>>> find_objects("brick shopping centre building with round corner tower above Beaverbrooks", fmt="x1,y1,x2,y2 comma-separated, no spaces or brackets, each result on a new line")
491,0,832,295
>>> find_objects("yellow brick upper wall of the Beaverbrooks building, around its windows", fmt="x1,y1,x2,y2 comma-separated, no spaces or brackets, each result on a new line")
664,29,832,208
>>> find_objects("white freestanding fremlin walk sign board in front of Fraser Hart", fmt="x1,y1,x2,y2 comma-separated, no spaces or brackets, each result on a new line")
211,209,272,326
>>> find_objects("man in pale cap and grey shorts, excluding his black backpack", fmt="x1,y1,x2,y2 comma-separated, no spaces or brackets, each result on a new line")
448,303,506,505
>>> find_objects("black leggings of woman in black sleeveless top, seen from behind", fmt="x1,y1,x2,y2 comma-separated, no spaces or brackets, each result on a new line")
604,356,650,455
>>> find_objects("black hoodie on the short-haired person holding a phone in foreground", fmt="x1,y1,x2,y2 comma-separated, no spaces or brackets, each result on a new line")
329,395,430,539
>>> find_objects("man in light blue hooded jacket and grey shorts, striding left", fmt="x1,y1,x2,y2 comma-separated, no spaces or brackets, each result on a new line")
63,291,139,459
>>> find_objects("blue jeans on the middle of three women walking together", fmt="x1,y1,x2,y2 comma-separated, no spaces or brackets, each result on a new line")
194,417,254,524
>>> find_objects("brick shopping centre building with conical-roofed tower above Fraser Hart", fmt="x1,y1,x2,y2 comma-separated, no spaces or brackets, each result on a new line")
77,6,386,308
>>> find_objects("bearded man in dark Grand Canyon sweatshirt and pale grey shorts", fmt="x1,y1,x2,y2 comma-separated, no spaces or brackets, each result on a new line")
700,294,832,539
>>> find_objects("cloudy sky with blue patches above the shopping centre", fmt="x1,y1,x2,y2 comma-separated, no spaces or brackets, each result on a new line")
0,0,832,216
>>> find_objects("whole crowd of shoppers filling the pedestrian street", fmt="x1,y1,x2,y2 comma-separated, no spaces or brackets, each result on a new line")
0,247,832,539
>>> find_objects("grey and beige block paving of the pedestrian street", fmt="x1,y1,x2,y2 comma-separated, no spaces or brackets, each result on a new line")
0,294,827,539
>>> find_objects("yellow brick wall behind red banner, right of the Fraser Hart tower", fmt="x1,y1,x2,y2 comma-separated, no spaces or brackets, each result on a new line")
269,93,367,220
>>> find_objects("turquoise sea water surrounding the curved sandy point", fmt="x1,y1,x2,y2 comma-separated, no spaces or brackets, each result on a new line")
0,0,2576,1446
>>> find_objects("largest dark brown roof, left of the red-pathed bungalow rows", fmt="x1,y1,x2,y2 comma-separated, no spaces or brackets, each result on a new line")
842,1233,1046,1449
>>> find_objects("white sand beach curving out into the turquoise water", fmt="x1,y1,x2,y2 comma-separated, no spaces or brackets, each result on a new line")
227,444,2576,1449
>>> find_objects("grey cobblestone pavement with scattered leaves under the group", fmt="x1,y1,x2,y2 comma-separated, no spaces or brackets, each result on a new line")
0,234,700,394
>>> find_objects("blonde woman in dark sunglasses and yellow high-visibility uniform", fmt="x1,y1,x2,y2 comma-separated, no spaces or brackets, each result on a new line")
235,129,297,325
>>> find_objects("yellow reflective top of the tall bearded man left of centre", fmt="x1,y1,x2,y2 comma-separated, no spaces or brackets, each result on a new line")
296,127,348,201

⁂

● Your assignment
An exact transcription of all the records is required.

● Written answer
>>> find_objects("brick shopping centre building with round corner tower above Beaverbrooks", fmt="x1,y1,x2,y2 comma-separated, no spaces or brackets, each result on a new line")
491,0,832,295
>>> find_objects("yellow brick upper wall of the Beaverbrooks building, around its windows", fmt="x1,y1,x2,y2 comma-separated, no spaces or brackets, each result on a new line")
664,29,832,208
>>> find_objects("white freestanding fremlin walk sign board in front of Fraser Hart", fmt="x1,y1,x2,y2 comma-separated, no spaces or brackets, each result on a new line")
211,209,272,326
>>> find_objects("man in pale cap and grey shorts, excluding his black backpack", fmt="x1,y1,x2,y2 comma-separated, no spaces or brackets, each result on a new line")
448,303,506,505
>>> find_objects("black leggings of woman in black sleeveless top, seen from behind", fmt="x1,y1,x2,y2 comma-separated, no spaces or brackets, each result on a new line")
604,356,650,455
>>> find_objects("black hoodie on the short-haired person holding a phone in foreground", fmt="x1,y1,x2,y2 comma-separated, no spaces or brackets, each result on a new line")
329,395,430,539
>>> find_objects("man in light blue hooded jacket and grey shorts, striding left", fmt="x1,y1,x2,y2 comma-separated, no spaces or brackets, each result on a new line")
63,291,139,459
>>> find_objects("blue jeans on the middle of three women walking together", fmt="x1,y1,x2,y2 comma-separated, no spaces or brackets, each result on a new line")
194,417,254,524
>>> find_objects("brick shopping centre building with conical-roofed tower above Fraser Hart", fmt="x1,y1,x2,y2 comma-separated, no spaces or brackets, each result on a new line")
77,6,386,308
>>> find_objects("bearded man in dark Grand Canyon sweatshirt and pale grey shorts", fmt="x1,y1,x2,y2 comma-separated, no spaces or brackets, each result on a new line")
700,294,832,539
>>> find_objects("cloudy sky with blue patches above the shopping centre", fmt="x1,y1,x2,y2 comma-separated, no spaces or brackets, each result on a new line")
0,0,832,216
>>> find_objects("whole crowd of shoppers filling the pedestrian street", fmt="x1,y1,x2,y2 comma-separated, no spaces or brackets, each result on a new line")
0,247,832,539
>>> find_objects("grey and beige block paving of the pedestrian street", fmt="x1,y1,x2,y2 comma-separated, no spaces or brackets, each result on a new line")
0,294,827,539
>>> find_objects("yellow brick wall behind red banner, right of the Fraser Hart tower", fmt="x1,y1,x2,y2 comma-separated, no spaces or brackets, each result on a new line")
269,93,367,220
>>> find_objects("turquoise sea water surrounding the curved sandy point", fmt="x1,y1,x2,y2 comma-separated, no spaces or brackets, each result on a new line")
0,0,2576,1446
>>> find_objects("largest dark brown roof, left of the red-pathed bungalow rows", fmt="x1,y1,x2,y2 comma-separated, no spaces or brackets, each result on a new line")
842,1233,1046,1449
>>> find_objects("white sand beach curving out into the turquoise water", fmt="x1,y1,x2,y2 comma-separated, no spaces or brackets, each result on a new line")
227,444,2576,1449
>>> find_objects("grey cobblestone pavement with scattered leaves under the group", fmt="x1,y1,x2,y2 comma-separated, no spaces or brackets, each result on a new line")
0,234,700,394
>>> find_objects("blonde woman in dark sunglasses and yellow high-visibility uniform", fmt="x1,y1,x2,y2 comma-separated, no spaces or brackets, each result on a new line")
235,129,297,325
>>> find_objects("yellow reflective top of the tall bearded man left of centre", fmt="x1,y1,x2,y2 comma-separated, no spaces or brackets, each result on a new line")
296,127,348,201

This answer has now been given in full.